------ Text ------

Ventilation: the engineered backbone of clean air
Hospital heating, ventilation and air conditioning (HVAC) isn’t just “air in, air out”; it’s a carefully choreographed process. Air-change rates, filtration, pressurisation and zoning are all finely tailored to reduce clinical risk. Theatres and isolation rooms need strict pressure controls, whereas oncology suites need tighter particulate limits. And recovery areas require stable temperatures and humidity so that patients can rest. Connect this zone control to a smart building management system (BMS) and air quality becomes an active part of care.
Smart air: lessons from the digital hospital
In addition to these new standards, technology is changing the story. In emerging “digital hospitals”, air is continuously measured, analysed and adjusted. Sensors detect rising CO₂ in a crowded waiting area and trigger fresh air, and algorithms flag when components will need attention before they fail.
Furthermore, next-generation hospitals integrate smart air-handling systems that adapt in real time to occupancy and function. Combined with digital monitoring, these systems enable:
- early detection of air-quality fluctuations (e.g. humidity, CO₂ or particles)
- energy optimisation through demand-regulated ventilation that avoids over-ventilating empty spaces
- predictive maintenance for air-treatment systems (AHUs, filters, etc.)
In some hospitals, the same data can also be used to manage patient flows or prepare facilities for climate stress (e.g. during heatwaves or pollution alerts). As a result of all this, air becomes dynamic, adapting to conditions the way clinicians adapt to patients. Our teams are helping hospitals make this shift to connect IAQ with building management and clinical priorities in ways that are pragmatic, safe and transparent.

------

Parts of the exercise:
1. Write out the passage from the hospital ventilation text, starting at "Smart air: lessons" and ending at "before they fail.".
2. According to the hospital ventilation text, which areas need tighter particulate limits?

------ Data excerpt ------

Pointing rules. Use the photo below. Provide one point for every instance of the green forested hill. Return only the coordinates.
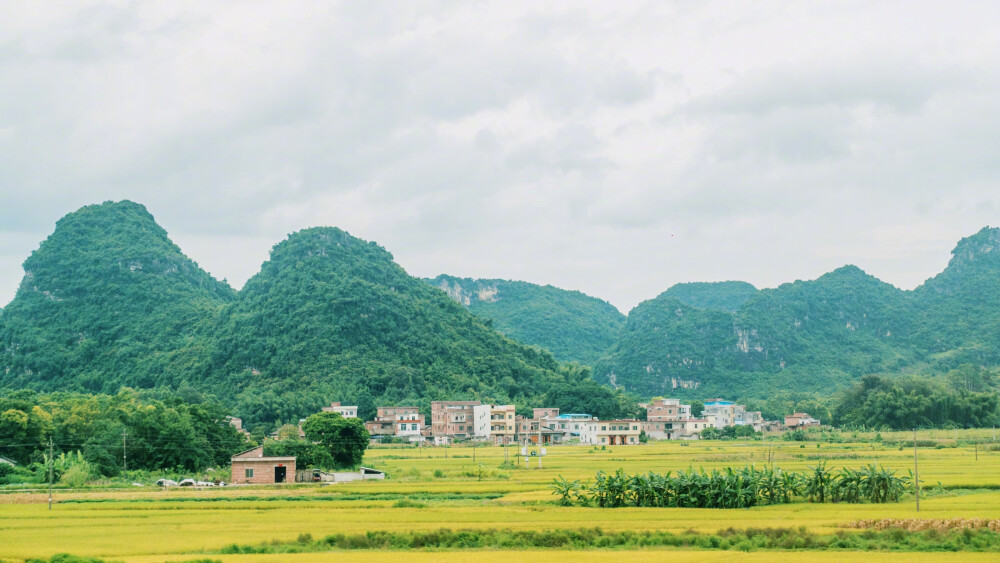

------

Responses for each task:
1.
Smart air: lessons from the digital hospital
In addition to these new standards, technology is changing the story. In emerging “digital hospitals”, air is continuously measured, analysed and adjusted. Sensors detect rising CO₂ in a crowded waiting area and trigger fresh air, and algorithms flag when components will need attention before they fail.

2. Oncology suites.